• What you have to do:
Exactly as they appear below, repeat the lines from the one with "column 622, row 566" through the one with "column 997, row 430", and no others.

• Record set:
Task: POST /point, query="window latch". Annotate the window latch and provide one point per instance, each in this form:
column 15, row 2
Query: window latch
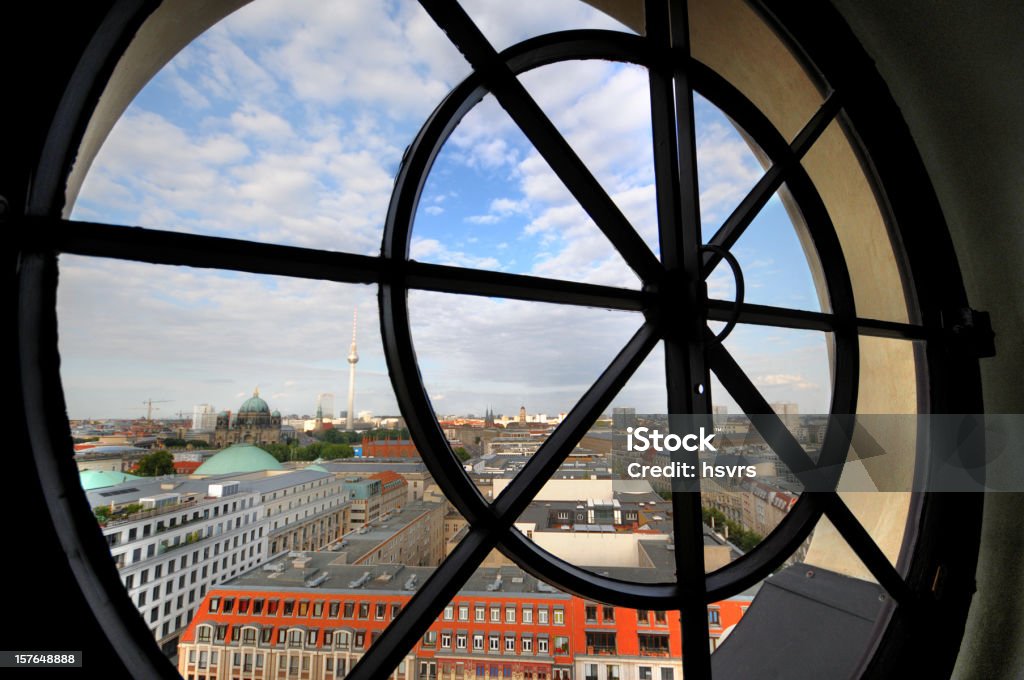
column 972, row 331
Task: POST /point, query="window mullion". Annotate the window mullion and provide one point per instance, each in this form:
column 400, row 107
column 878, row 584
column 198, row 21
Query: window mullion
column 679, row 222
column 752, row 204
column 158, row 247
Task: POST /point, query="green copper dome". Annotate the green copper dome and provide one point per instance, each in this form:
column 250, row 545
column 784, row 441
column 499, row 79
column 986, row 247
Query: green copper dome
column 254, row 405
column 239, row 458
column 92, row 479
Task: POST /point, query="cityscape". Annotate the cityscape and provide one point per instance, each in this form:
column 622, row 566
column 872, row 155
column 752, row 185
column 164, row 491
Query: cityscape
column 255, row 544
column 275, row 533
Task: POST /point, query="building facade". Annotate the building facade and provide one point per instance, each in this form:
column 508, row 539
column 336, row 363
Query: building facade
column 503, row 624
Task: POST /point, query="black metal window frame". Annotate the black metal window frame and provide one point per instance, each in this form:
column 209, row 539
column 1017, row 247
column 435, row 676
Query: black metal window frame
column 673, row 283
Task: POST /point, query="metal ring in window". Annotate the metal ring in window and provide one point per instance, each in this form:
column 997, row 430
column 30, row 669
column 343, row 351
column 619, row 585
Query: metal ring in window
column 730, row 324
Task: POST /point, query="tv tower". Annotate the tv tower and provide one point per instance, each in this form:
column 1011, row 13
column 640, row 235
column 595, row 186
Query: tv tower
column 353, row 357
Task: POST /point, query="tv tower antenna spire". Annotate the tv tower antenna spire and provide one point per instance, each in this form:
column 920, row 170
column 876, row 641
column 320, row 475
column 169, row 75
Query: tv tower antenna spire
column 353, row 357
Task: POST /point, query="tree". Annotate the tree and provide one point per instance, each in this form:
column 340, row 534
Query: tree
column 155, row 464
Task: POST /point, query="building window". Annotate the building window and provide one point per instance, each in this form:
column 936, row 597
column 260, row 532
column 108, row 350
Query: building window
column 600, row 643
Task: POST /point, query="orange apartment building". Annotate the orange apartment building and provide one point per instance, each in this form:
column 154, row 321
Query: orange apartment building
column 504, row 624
==
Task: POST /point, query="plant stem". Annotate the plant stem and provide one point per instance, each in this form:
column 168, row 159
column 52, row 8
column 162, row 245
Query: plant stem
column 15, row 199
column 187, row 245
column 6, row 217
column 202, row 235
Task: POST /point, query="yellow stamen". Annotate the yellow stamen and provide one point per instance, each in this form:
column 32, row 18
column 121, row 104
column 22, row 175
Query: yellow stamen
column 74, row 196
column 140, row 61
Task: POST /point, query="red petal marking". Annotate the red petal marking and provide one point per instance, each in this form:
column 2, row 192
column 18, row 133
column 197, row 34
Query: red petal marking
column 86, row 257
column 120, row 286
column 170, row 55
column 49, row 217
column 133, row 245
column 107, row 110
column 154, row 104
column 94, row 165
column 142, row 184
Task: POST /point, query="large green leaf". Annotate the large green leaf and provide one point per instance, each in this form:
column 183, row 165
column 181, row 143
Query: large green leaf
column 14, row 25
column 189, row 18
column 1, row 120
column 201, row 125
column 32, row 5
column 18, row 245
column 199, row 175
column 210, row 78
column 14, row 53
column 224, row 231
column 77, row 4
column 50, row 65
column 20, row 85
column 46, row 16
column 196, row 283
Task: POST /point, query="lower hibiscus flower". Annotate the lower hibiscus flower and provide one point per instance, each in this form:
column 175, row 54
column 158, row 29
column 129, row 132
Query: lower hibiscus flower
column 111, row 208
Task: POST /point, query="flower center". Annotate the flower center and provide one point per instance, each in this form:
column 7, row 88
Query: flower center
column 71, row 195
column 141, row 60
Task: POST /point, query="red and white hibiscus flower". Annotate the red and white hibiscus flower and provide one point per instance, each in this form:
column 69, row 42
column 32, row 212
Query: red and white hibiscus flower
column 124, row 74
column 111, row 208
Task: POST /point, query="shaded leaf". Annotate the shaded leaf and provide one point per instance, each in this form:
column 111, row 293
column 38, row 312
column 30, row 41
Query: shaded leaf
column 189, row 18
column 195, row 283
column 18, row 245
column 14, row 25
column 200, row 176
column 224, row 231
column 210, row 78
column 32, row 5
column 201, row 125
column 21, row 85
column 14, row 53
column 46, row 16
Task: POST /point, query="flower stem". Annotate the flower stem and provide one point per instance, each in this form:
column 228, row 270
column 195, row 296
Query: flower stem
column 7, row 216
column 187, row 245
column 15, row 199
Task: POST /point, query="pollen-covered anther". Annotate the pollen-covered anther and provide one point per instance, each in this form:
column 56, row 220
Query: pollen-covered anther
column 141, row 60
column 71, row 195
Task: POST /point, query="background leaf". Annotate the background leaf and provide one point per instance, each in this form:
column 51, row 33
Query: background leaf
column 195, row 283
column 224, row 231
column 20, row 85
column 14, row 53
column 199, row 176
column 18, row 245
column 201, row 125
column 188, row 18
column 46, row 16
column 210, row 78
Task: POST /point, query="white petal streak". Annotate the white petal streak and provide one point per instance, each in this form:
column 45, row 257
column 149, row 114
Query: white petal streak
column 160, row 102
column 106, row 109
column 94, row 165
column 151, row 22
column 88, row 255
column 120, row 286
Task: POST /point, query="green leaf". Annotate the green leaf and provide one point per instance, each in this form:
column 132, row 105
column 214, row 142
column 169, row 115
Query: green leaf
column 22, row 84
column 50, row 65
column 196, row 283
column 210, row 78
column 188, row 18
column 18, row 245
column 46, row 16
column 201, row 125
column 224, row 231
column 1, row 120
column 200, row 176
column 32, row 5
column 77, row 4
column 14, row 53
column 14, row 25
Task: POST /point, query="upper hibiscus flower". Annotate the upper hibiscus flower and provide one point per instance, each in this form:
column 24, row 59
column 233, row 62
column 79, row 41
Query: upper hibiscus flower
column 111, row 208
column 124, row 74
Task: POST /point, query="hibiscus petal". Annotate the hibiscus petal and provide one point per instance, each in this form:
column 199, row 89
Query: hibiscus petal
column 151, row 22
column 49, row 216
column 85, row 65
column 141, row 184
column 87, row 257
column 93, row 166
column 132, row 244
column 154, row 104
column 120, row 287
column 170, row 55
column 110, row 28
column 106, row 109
---
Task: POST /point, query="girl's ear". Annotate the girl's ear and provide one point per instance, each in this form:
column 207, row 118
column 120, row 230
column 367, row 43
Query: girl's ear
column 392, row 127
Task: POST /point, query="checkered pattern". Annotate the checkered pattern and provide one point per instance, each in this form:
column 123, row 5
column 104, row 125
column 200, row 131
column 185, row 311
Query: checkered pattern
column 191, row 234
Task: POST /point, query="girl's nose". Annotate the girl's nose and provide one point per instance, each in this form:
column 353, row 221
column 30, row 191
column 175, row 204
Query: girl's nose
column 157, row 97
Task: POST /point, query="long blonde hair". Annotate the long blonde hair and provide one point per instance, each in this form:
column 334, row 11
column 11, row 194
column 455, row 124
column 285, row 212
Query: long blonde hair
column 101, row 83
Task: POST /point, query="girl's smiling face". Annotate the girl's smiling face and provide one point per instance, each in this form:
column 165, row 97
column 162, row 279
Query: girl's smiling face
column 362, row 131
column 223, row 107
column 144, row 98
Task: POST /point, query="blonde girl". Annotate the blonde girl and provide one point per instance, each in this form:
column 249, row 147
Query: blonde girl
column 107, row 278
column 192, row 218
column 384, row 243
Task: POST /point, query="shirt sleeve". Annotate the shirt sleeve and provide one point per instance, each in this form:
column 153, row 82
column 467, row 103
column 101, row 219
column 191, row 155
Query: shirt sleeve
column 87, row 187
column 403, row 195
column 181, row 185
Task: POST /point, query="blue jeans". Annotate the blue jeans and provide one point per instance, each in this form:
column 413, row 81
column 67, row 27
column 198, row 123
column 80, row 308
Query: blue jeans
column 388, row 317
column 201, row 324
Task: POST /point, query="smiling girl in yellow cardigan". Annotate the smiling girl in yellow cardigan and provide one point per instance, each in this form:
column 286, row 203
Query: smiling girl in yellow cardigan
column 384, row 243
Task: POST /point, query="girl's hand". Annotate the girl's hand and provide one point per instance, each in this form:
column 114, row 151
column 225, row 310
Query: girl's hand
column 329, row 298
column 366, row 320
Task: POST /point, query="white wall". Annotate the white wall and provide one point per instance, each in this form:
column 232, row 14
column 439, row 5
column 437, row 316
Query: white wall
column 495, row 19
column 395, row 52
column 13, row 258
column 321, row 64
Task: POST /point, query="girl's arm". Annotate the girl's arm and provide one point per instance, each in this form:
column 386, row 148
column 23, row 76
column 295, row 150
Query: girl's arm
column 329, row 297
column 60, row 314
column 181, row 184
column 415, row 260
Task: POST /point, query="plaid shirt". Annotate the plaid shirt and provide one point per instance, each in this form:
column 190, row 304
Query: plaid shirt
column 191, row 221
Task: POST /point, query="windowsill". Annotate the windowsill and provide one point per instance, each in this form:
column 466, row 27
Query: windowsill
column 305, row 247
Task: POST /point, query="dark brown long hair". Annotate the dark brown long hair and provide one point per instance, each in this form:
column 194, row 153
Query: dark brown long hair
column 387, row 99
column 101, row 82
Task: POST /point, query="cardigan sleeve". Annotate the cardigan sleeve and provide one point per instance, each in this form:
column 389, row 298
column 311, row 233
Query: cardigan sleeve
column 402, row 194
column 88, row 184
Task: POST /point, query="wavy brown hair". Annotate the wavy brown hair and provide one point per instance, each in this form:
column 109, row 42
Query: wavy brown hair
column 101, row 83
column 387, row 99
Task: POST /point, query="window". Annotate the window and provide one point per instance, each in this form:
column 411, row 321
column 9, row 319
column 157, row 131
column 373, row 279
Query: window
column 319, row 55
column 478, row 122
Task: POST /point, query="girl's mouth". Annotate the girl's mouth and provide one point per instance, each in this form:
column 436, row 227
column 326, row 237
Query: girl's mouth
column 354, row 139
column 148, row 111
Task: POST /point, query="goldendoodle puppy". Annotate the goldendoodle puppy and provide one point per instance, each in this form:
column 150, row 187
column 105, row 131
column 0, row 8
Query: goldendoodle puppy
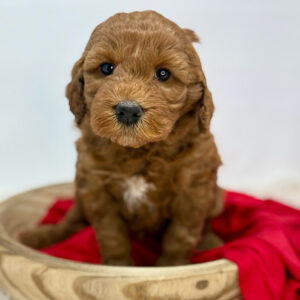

• Answer section:
column 622, row 566
column 872, row 155
column 752, row 185
column 164, row 491
Query: cityscape
column 255, row 544
column 275, row 533
Task: POST /point, query="building facade". Annotate the building facade and provide one point per instance, each in this form:
column 508, row 539
column 336, row 363
Query: building facade
column 503, row 624
Task: POST /point, query="black metal window frame". Annotate the black metal window frame and provide one point per instance, each in this form:
column 209, row 539
column 1017, row 247
column 435, row 676
Query: black metal window frame
column 673, row 283
Task: POST /point, query="metal ring in window". Annotate the metal ring in window and provide one point per instance, each in this form:
column 997, row 430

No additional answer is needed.